* _EXCERPT PROVIDED_

###

The STOP-BANG questionnaire — the most widely used OSA screening tool in hospitals worldwide. Answer 8 yes/no questions to find your risk level.
Obstructive sleep apnea (OSA) is one of the most underdiagnosed medical conditions in the world. Estimates suggest that 80–90% of people with moderate-to-severe OSA remain undiagnosed. This is partly because the primary symptoms — snoring, daytime fatigue, and non-restorative sleep — are normalized or attributed to other causes, and partly because OSA occurs during sleep when patients can't observe it themselves. A bed partner noticing apnea episodes is often the first diagnostic clue.
During an OSA episode, the muscles of the throat and tongue relax during sleep, partially or completely blocking the upper airway. Airflow stops (apnea) or reduces significantly (hypopnea) for 10 seconds or longer. As oxygen saturation drops, the brain triggers a brief arousal — not full waking, but enough to restore muscle tone and reopen the airway. The person gasps or snorts and resumes breathing, often without conscious awareness.
In moderate-to-severe OSA, these events can occur 15–30+ times per hour throughout the night. The cumulative effects are devastating: sleep is massively fragmented, deep sleep and REM are severely curtailed, oxygen saturation repeatedly drops, cortisol and adrenaline are repeatedly triggered, and the cardiovascular system is placed under chronic stress. People with untreated severe OSA have a 2–3× increased risk of hypertension, heart attack, stroke, and type 2 diabetes.

###

[Stored dataset items]
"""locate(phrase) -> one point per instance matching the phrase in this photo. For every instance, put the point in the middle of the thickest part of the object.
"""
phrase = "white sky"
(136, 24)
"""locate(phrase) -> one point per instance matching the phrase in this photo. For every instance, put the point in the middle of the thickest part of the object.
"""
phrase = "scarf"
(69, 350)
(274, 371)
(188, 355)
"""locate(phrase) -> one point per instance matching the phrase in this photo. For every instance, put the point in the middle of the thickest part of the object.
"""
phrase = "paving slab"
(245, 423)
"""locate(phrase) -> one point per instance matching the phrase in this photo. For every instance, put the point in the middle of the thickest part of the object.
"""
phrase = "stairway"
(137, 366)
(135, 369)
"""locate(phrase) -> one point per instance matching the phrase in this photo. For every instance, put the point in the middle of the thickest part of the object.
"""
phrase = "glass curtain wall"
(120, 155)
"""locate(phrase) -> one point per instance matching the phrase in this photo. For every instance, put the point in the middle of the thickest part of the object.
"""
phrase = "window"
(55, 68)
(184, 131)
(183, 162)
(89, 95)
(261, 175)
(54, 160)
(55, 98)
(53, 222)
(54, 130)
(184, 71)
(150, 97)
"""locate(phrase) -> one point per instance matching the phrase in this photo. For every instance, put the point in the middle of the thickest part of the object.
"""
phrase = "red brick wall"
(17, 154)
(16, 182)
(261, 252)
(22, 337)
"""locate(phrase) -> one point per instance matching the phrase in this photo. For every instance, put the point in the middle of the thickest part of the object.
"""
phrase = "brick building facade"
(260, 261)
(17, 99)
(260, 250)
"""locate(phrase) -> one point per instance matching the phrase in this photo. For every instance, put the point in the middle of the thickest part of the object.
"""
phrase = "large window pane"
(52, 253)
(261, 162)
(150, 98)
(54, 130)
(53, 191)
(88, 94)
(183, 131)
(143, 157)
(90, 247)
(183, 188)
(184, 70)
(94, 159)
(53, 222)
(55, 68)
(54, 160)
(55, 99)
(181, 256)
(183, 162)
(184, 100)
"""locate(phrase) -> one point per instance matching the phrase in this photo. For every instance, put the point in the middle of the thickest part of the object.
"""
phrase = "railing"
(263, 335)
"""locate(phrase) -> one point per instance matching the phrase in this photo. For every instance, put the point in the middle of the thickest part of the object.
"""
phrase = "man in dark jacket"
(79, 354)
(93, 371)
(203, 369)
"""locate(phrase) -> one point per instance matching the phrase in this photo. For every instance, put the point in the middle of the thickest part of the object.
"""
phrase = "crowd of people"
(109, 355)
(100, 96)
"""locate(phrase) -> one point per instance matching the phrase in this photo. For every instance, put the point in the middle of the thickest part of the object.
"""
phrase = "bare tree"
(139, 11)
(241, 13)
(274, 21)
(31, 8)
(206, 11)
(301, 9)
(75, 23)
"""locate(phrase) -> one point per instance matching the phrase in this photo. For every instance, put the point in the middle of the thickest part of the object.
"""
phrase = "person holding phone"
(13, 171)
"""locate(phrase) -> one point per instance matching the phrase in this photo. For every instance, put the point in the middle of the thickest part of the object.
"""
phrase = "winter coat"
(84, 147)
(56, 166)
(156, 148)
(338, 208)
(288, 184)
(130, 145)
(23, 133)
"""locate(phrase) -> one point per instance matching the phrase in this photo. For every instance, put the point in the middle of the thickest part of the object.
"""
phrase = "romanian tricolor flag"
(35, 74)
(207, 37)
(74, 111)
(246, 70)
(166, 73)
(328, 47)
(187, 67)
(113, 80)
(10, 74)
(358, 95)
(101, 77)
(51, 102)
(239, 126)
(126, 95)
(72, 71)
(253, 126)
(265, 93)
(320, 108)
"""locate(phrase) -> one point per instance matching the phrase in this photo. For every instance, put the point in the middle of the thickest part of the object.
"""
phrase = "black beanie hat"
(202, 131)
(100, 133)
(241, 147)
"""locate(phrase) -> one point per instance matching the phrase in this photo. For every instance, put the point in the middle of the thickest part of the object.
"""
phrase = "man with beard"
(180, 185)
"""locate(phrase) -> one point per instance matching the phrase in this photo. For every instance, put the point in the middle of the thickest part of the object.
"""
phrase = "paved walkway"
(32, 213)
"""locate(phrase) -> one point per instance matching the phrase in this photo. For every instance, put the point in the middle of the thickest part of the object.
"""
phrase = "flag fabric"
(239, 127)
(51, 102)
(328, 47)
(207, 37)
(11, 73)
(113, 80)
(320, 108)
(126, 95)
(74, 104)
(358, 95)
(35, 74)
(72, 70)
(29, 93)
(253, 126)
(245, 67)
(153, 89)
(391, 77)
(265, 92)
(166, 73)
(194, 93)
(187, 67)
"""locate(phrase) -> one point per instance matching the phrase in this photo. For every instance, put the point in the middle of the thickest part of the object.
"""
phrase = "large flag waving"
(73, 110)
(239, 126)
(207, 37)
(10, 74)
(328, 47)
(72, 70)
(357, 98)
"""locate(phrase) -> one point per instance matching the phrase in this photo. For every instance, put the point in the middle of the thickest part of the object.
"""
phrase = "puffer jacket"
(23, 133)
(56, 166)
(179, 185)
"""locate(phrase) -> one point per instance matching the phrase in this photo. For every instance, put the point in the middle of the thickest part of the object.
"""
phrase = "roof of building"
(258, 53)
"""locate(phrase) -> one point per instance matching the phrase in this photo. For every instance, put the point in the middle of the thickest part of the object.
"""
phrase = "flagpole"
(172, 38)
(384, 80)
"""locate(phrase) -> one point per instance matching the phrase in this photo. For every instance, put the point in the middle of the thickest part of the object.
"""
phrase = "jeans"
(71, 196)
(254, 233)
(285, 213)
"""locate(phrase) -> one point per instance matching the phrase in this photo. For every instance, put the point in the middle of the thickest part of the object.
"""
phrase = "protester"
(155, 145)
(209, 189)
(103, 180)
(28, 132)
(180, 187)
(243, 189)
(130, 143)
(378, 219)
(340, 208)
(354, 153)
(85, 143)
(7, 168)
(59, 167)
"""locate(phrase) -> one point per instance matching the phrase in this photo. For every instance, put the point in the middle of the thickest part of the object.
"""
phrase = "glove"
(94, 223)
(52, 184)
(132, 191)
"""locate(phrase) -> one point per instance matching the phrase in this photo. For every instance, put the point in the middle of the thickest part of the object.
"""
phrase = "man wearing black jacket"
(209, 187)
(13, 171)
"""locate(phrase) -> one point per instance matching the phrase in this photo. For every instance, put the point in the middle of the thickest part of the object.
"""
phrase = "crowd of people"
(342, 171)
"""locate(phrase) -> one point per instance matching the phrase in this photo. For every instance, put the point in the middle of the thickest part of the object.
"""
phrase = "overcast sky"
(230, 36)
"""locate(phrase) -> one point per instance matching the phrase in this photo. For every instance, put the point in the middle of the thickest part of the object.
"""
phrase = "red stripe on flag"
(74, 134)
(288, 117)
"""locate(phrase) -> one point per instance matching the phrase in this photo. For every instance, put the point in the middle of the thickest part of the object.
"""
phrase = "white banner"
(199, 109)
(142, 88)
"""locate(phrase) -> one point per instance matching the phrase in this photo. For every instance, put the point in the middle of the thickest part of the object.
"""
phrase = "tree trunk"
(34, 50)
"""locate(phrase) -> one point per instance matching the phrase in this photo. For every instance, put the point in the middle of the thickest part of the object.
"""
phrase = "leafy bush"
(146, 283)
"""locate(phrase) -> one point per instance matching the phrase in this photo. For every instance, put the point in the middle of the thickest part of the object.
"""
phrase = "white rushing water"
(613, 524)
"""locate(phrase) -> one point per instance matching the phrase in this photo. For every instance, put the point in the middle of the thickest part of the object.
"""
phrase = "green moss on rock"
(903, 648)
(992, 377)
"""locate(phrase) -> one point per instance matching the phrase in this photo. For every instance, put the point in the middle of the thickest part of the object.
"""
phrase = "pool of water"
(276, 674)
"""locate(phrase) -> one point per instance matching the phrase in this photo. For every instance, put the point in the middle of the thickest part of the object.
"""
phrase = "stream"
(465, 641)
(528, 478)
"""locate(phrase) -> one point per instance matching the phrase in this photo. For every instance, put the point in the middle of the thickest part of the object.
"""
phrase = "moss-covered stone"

###

* _QUESTIONS_
a) From the sleep apnea text above, return the stretch from "In moderate-to-severe OSA, these" through "type 2 diabetes." word for word.
b) Carry the obstructive sleep apnea text forward from its final sentence.

* _OUTPUTS IN ORDER_
a)
In moderate-to-severe OSA, these events can occur 15–30+ times per hour throughout the night. The cumulative effects are devastating: sleep is massively fragmented, deep sleep and REM are severely curtailed, oxygen saturation repeatedly drops, cortisol and adrenaline are repeatedly triggered, and the cardiovascular system is placed under chronic stress. People with untreated severe OSA have a 2–3× increased risk of hypertension, heart attack, stroke, and type 2 diabetes.

b)
STOP-BANG was developed by Frances Chung et al. at the University of Toronto in 2008 and validated in surgical populations. It has since been validated across general population and primary care settings. It has a sensitivity of 93% for moderate-to-severe OSA at a score of 3+, making it one of the most effective simple screening tools available. STOP-BANG is now recommended by multiple anesthesiology societies for pre-operative OSA screening worldwide.
The 8 items assess the most evidence-based risk factors for OSA: snoring (the most common symptom), tiredness and daytime sleepiness, observed breathing cessation, high blood pressure (a consequence and risk factor), BMI above 35, age above 50, neck circumference above 40cm (a stronger predictor than general obesity), and male sex (men have 2–3× higher OSA prevalence than pre-menopausal women).
The major risk factors for OSA are: obesity (particularly central obesity and elevated BMI — fat deposition around the neck and upper airway narrows the lumen); male sex (hormonal differences, neck anatomy); age over 50 (muscle tone decreases, airway more collapsible); large neck circumference (>40cm/16in); craniofacial anatomy (retrognathia, large tonsils, high arched palate); alcohol and sedative use (relax airway muscles); nasal congestion (increases negative pressure during inhalation); and family history (genetic craniofacial anatomy).
Women are increasingly recognized as an underdiagnosed population — OSA in women often presents differently (more insomnia, less snoring, more fatigue and mood symptoms) and is frequently misattributed to depression or anxiety. Post-menopausal women have similar prevalence to men of the same age.
CPAP (Continuous Positive Airway Pressure) therapy eliminates apnea events by delivering pressurized air that acts as a pneumatic splint for the upper airway. For people with moderate-to-severe OSA, the benefits of consistent CPAP use are substantial: daytime sleepiness resolves; cognitive function improves; blood pressure often decreases significantly (CPAP is one of the few non-pharmacological antihypertensive interventions with good evidence); accident risk returns toward baseline; and long-term cardiovascular risk decreases. Modern CPAP machines are quiet, compact, and far more tolerable than earlier generations.